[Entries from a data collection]
···
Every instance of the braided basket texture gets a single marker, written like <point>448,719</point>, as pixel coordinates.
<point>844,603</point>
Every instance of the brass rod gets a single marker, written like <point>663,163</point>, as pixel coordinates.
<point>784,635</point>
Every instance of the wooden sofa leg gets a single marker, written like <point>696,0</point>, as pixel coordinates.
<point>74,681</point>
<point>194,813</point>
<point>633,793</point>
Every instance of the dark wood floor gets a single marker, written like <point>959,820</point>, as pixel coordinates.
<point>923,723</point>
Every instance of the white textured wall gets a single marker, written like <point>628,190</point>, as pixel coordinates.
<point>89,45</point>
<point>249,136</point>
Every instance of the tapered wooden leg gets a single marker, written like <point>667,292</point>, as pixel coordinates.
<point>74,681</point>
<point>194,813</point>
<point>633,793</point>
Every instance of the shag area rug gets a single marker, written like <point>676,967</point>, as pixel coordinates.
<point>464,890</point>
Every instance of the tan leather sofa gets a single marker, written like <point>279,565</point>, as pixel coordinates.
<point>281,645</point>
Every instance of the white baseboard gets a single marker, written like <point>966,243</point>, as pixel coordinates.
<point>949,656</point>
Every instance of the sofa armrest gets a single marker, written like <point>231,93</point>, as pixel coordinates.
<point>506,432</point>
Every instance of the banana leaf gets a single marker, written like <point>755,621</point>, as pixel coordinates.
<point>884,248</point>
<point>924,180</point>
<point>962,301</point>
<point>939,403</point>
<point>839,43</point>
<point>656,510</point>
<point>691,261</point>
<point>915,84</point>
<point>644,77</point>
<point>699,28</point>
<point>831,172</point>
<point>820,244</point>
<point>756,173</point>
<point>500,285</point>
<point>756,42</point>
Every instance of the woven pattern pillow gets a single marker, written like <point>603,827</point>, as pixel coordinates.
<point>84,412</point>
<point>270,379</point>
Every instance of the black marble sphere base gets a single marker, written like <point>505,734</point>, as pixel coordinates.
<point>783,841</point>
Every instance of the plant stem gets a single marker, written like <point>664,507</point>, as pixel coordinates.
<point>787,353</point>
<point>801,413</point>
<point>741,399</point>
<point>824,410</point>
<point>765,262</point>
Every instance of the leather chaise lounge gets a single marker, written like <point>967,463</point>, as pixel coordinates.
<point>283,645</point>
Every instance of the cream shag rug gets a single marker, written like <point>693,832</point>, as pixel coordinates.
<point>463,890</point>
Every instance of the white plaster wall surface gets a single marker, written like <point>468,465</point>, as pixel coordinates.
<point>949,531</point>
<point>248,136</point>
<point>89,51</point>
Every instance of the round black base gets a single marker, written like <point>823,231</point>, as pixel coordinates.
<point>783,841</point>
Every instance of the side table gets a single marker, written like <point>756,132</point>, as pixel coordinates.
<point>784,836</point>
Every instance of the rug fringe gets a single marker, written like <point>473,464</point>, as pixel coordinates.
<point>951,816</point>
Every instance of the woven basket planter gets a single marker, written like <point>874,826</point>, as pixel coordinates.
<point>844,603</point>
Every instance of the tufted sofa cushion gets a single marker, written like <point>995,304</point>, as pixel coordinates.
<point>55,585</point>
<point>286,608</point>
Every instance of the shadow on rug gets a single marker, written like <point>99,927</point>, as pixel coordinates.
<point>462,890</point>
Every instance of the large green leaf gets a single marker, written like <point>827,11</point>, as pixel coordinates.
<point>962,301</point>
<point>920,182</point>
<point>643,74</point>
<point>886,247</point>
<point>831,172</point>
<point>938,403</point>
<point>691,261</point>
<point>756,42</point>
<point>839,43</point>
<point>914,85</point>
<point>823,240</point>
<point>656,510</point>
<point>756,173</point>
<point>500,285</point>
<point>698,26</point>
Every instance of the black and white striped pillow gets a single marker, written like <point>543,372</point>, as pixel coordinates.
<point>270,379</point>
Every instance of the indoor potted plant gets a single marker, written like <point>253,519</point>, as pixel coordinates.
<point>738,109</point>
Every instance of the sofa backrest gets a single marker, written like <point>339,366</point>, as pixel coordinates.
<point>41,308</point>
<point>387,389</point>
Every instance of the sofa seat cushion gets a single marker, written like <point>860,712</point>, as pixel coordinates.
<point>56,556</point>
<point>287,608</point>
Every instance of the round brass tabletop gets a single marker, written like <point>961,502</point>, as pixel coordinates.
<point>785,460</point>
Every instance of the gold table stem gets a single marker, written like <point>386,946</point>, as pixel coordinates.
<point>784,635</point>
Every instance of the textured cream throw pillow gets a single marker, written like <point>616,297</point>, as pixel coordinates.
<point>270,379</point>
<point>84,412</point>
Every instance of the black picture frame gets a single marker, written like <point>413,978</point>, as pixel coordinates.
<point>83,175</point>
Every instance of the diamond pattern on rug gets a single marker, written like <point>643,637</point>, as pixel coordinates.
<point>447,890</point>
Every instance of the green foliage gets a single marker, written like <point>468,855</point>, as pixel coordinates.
···
[Given instruction] Put every one of the entries above into a numbered list, leaving out any blank lines.

[Response to this task]
1. Every instance of the braided basket texture gets a single marker, written like <point>448,719</point>, as pixel coordinates.
2. <point>844,603</point>
3. Every instance of the brass rod gets a single marker, written like <point>663,163</point>, as pixel coordinates.
4. <point>784,635</point>
5. Every instance of the wooden sofa leg gets a single marker, written like <point>696,0</point>, as pixel coordinates.
6. <point>74,681</point>
7. <point>194,813</point>
8. <point>633,793</point>
9. Every instance of the dark wood floor gets a single marker, written like <point>959,820</point>, as pixel coordinates.
10. <point>923,723</point>
11. Every instance of the white textured wall gets a single marker, written like <point>628,190</point>, as pixel coordinates.
12. <point>89,45</point>
13. <point>249,136</point>
14. Every instance of the tapered wooden leg gets a single marker, written like <point>667,292</point>, as pixel coordinates.
15. <point>74,681</point>
16. <point>194,813</point>
17. <point>633,793</point>
18. Every instance of the shag area rug gets a single marker, written like <point>676,967</point>, as pixel coordinates.
19. <point>464,890</point>
20. Every instance of the tan leather sofa gets a single marker, written like <point>279,565</point>, as pixel coordinates.
21. <point>281,645</point>
22. Every instance of the white baseboard gets a single marker, written like <point>966,243</point>, as pixel coordinates.
23. <point>949,656</point>
24. Every instance of the sofa armrest gets a single marker, written like <point>231,93</point>, as pixel coordinates.
25. <point>506,432</point>
26. Every instance of the banana leaf gets a single marker, written like <point>755,621</point>, as pixel coordinates.
27. <point>884,248</point>
28. <point>924,180</point>
29. <point>962,301</point>
30. <point>939,403</point>
31. <point>839,43</point>
32. <point>656,510</point>
33. <point>691,261</point>
34. <point>915,84</point>
35. <point>644,77</point>
36. <point>699,28</point>
37. <point>831,172</point>
38. <point>820,244</point>
39. <point>756,173</point>
40. <point>500,285</point>
41. <point>756,42</point>
42. Every instance of the woven pattern pillow gets a single marker, written like <point>603,827</point>, as pixel coordinates.
43. <point>84,412</point>
44. <point>270,379</point>
45. Every instance of the black marble sphere base gets a single marker, written like <point>505,734</point>, as pixel coordinates.
46. <point>783,841</point>
47. Every instance of the plant stem gets a single marker, written like <point>664,507</point>, as pixel coordinates.
48. <point>787,353</point>
49. <point>801,413</point>
50. <point>741,399</point>
51. <point>824,410</point>
52. <point>765,262</point>
53. Every instance of the leather chaise lounge gets a single marker, written like <point>967,463</point>, as pixel coordinates.
54. <point>283,645</point>
55. Every instance of the cream shag rug gets a single marker, written like <point>693,832</point>, as pixel coordinates.
56. <point>463,890</point>
57. Every instance of the white plaster wall surface gets a single marker, written like <point>468,465</point>, as pixel coordinates.
58. <point>949,531</point>
59. <point>248,136</point>
60. <point>89,51</point>
61. Every instance of the round black base gets a single marker, written like <point>823,231</point>, as pixel coordinates.
62. <point>783,841</point>
63. Every instance of the side table gets a single marker, written like <point>756,132</point>, as pixel coordinates.
64. <point>784,836</point>
65. Every instance of the rug fringe gets a single marker, written like <point>473,464</point>, as pixel coordinates.
66. <point>951,816</point>
67. Every instance of the woven basket planter gets a single marker, written like <point>874,826</point>, as pixel coordinates.
68. <point>844,603</point>
69. Every instance of the tufted sofa cushion gets a single marker, written like <point>995,304</point>, as pixel coordinates.
70. <point>55,585</point>
71. <point>286,608</point>
72. Every instance of the shadow on rug gets a single marker, written like <point>99,927</point>, as pixel coordinates.
73. <point>462,890</point>
74. Every instance of the large green leaf gets a single marker, written like <point>827,11</point>, as pixel coordinates.
75. <point>962,301</point>
76. <point>920,182</point>
77. <point>643,74</point>
78. <point>886,247</point>
79. <point>831,172</point>
80. <point>938,403</point>
81. <point>691,261</point>
82. <point>756,42</point>
83. <point>839,43</point>
84. <point>914,85</point>
85. <point>823,240</point>
86. <point>656,510</point>
87. <point>756,173</point>
88. <point>500,285</point>
89. <point>698,26</point>
90. Every instance of the black and white striped pillow gets a single marker, written like <point>543,372</point>, as pixel coordinates.
91. <point>270,379</point>
92. Every instance of the indoor potted plant gets a single marker, written like <point>253,519</point>, as pixel coordinates.
93. <point>738,109</point>
94. Every instance of the sofa backrest gets a single marker, written like <point>339,366</point>, as pixel coordinates.
95. <point>41,308</point>
96. <point>387,389</point>
97. Every instance of the sofa seat cushion gets a single marker, written like <point>860,712</point>, as pixel coordinates.
98. <point>56,556</point>
99. <point>287,608</point>
100. Every instance of the round brass tabletop gets a single marker, written like <point>961,502</point>, as pixel coordinates.
101. <point>785,460</point>
102. Every instance of the gold table stem gets a single marker, written like <point>386,946</point>, as pixel coordinates.
103. <point>784,635</point>
104. Every instance of the textured cream throw pillow gets a single marker, written like <point>616,297</point>, as pixel coordinates.
105. <point>270,379</point>
106. <point>84,412</point>
107. Every instance of the black picture frame gets a single marker, written like <point>413,978</point>, as pixel coordinates.
108. <point>83,175</point>
109. Every instance of the diamond pattern on rug gets a single marker, written like <point>643,637</point>, as pixel coordinates.
110. <point>447,890</point>
111. Every instance of the green foliage gets a single marker, written like <point>468,855</point>, as pixel coordinates.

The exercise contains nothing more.